Test case 1: RMS of coefficients for varying sensitivity order

Notice that the first-order coefficients in Fig. 7 are roughly 5 orders of magnitude higher than the second order and almost 10 orders of magnitude higher than the third-order coefficients. This indicates that the solution is overwhelmingly composed of first-order variational terms, further providing evidence that the distribution of \({\mathbf {v}}_1\) is approximately Gaussian given the input domain assumed in this test case.

To conduct an error analysis, 10,000 random points \(\varvec{\zeta }_i\) were sampled from the normalized Gaussian PDF \(\rho (\varvec{\zeta })\), and input to the full Lambert solver algorithm to determine the true \({\mathbf {v}}_1^{\star }\). These same points were also used to evaluate the polynomial approximation for \({\mathbf {v}}_1\approx {\mathbf {C}}\phi (\varvec{\zeta })\), and the percent error \(\%\epsilon \) for output magnitude was computed as follows

$$\begin{aligned} \%\epsilon =\left\Vert \frac{{\mathbf {v}}_1^{\star }-{\mathbf {v}}_1}{{\mathbf {v}}_1^{\star }}\right\Vert _2\cdot 100\%. \end{aligned}$$
(32)
Table 6 Test case 1: \(|{\mathbf {v}}_1|\) velocity error

Table 6 summarizes the RMS of percent error in \({\mathbf {v}}_1\) for varying approximation order. Figure 8 summarizes the error for varying sensitivity approximation orders where the colorbar is \(\%\epsilon \) on a logarithm scale. Figures on the left show error scatter plots with \(v_{1,x},v_{1,y},\) and \(v_{1,z}\) on the axes, and figures on the right are error contour plots with Mahalanobis distances for \({\mathbf {r}}_1,{\mathbf {r}}_2\) on the x- and y-axes, respectively. Mahalanobis distance represents the distance of a given sample point from the mean in multiple dimensions and can be computed as follows

$$\begin{aligned} d=\sqrt{(\mathbf {x}_i-\mathbf {x}^*)^T\Sigma ^{-1}(\mathbf {x}_i-\mathbf {x}^*)}=\sqrt{\varvec{\zeta }_i^T\varvec{\zeta }_i}. \end{aligned}$$
(33)

__________________________________________________

WHAT TO PRODUCE:
Copy out the whole Lambert solver error analysis passage above again, word for word, keeping every symbol and equation.

STORED RECORDS:
__________________________________________________

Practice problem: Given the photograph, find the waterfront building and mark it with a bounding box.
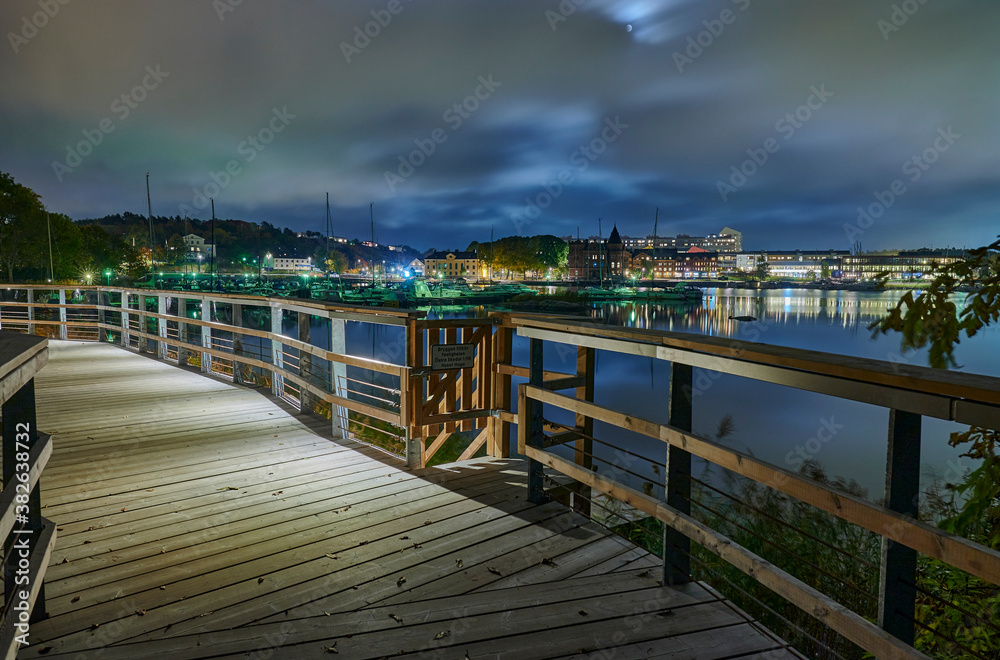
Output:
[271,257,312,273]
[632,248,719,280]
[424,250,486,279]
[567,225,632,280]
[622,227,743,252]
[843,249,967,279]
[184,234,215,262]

__________________________________________________

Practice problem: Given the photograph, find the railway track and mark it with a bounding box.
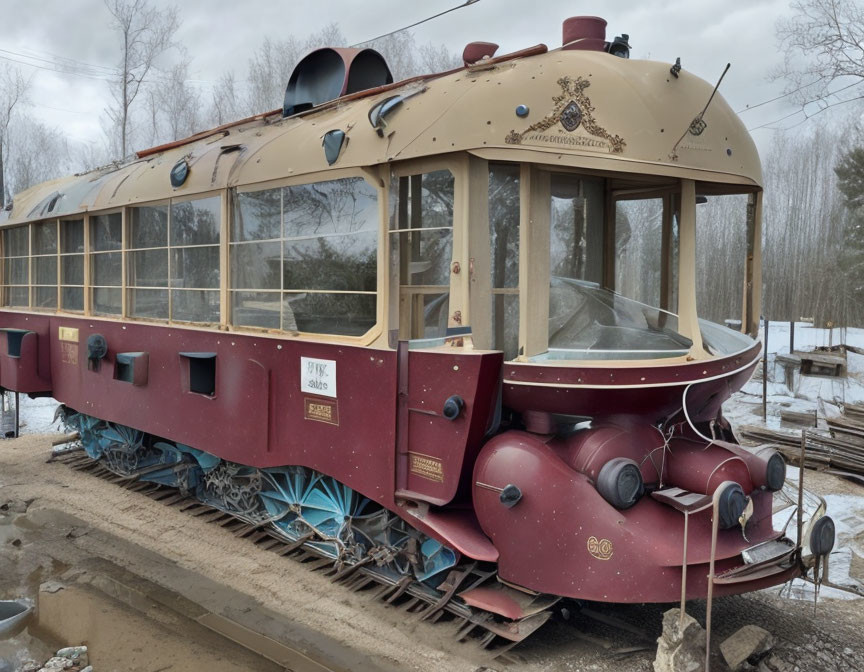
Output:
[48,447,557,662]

__________________________________________________

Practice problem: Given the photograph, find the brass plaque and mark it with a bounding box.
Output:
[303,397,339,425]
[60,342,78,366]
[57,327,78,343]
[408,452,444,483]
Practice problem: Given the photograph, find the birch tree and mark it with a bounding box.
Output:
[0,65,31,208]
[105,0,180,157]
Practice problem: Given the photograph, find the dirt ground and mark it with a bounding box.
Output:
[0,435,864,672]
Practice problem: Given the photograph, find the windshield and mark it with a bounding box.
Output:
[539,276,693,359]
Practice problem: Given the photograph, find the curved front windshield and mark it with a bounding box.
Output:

__________________________________________________

ANSWER IN FULL:
Test case 1: RMS of coefficients for varying sensitivity order

Notice that the first-order coefficients in Fig. 7 are roughly 5 orders of magnitude higher than the second order and almost 10 orders of magnitude higher than the third-order coefficients. This indicates that the solution is overwhelmingly composed of first-order variational terms, further providing evidence that the distribution of \({\mathbf {v}}_1\) is approximately Gaussian given the input domain assumed in this test case.

To conduct an error analysis, 10,000 random points \(\varvec{\zeta }_i\) were sampled from the normalized Gaussian PDF \(\rho (\varvec{\zeta })\), and input to the full Lambert solver algorithm to determine the true \({\mathbf {v}}_1^{\star }\). These same points were also used to evaluate the polynomial approximation for \({\mathbf {v}}_1\approx {\mathbf {C}}\phi (\varvec{\zeta })\), and the percent error \(\%\epsilon \) for output magnitude was computed as follows

$$\begin{aligned} \%\epsilon =\left\Vert \frac{{\mathbf {v}}_1^{\star }-{\mathbf {v}}_1}{{\mathbf {v}}_1^{\star }}\right\Vert _2\cdot 100\%. \end{aligned}$$
(32)
Table 6 Test case 1: \(|{\mathbf {v}}_1|\) velocity error

Table 6 summarizes the RMS of percent error in \({\mathbf {v}}_1\) for varying approximation order. Figure 8 summarizes the error for varying sensitivity approximation orders where the colorbar is \(\%\epsilon \) on a logarithm scale. Figures on the left show error scatter plots with \(v_{1,x},v_{1,y},\) and \(v_{1,z}\) on the axes, and figures on the right are error contour plots with Mahalanobis distances for \({\mathbf {r}}_1,{\mathbf {r}}_2\) on the x- and y-axes, respectively. Mahalanobis distance represents the distance of a given sample point from the mean in multiple dimensions and can be computed as follows

$$\begin{aligned} d=\sqrt{(\mathbf {x}_i-\mathbf {x}^*)^T\Sigma ^{-1}(\mathbf {x}_i-\mathbf {x}^*)}=\sqrt{\varvec{\zeta }_i^T\varvec{\zeta }_i}. \end{aligned}$$
(33)